* Your task: All that is needed is every line of the listing below that has "logo".

* Material for this task:
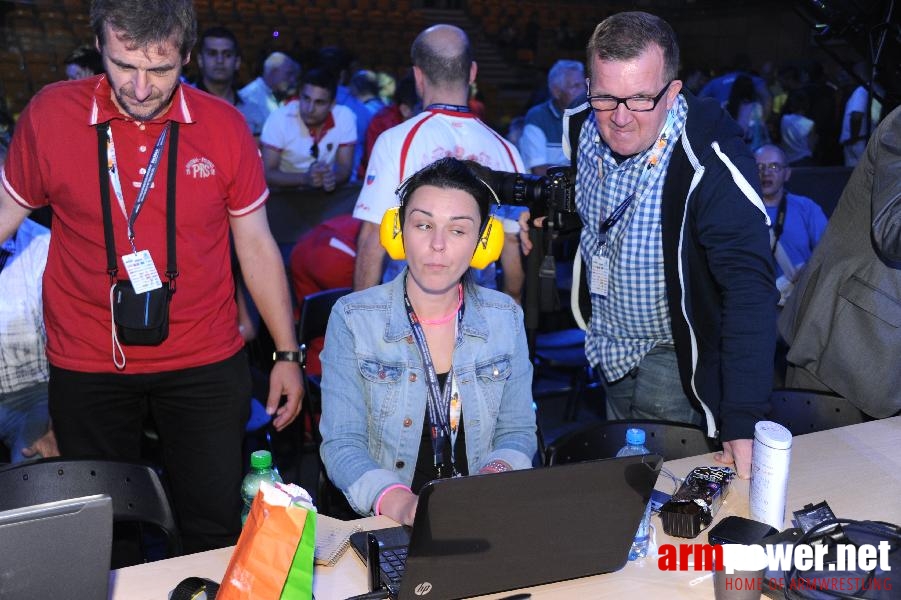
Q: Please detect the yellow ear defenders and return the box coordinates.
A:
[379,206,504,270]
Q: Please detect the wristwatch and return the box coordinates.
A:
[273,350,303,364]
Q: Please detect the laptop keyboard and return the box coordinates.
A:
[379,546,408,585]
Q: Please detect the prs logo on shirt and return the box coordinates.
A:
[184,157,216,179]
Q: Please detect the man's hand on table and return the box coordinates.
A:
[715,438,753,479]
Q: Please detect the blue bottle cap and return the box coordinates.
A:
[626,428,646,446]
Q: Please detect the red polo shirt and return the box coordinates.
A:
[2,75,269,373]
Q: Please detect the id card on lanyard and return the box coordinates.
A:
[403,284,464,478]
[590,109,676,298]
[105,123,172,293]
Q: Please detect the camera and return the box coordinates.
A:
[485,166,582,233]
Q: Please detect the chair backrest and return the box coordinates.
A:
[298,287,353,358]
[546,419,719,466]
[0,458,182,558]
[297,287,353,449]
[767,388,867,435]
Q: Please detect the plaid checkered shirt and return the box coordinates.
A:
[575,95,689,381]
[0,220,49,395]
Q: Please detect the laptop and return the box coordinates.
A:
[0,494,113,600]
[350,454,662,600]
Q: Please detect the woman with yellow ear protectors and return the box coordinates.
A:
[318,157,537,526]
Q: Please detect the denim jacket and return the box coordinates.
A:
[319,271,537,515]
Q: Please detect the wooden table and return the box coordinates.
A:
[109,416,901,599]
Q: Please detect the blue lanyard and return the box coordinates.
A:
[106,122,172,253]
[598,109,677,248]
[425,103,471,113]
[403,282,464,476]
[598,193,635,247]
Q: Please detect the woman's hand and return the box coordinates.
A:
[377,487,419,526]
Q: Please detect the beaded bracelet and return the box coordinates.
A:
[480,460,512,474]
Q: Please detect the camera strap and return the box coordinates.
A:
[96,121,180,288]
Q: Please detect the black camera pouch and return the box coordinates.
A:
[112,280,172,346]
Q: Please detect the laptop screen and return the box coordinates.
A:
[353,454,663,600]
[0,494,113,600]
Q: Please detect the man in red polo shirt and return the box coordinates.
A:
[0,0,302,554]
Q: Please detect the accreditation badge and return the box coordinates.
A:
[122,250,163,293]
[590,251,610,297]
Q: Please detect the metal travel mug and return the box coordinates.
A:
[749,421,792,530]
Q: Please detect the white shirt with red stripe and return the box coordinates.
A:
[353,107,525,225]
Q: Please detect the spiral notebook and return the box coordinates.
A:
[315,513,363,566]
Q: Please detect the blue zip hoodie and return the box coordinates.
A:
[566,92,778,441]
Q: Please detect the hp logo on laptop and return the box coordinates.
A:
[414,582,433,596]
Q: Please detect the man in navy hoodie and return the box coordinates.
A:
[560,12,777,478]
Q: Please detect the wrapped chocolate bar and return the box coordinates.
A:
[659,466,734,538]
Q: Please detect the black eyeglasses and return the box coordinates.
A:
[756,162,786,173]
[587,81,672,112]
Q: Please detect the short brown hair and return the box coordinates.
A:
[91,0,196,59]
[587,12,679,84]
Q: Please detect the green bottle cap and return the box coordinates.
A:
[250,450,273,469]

* Answer box:
Q: Please detect the prs logo on shirt and return the box coordinates.
Q: Please detect the hp logo on laptop and return the box coordinates.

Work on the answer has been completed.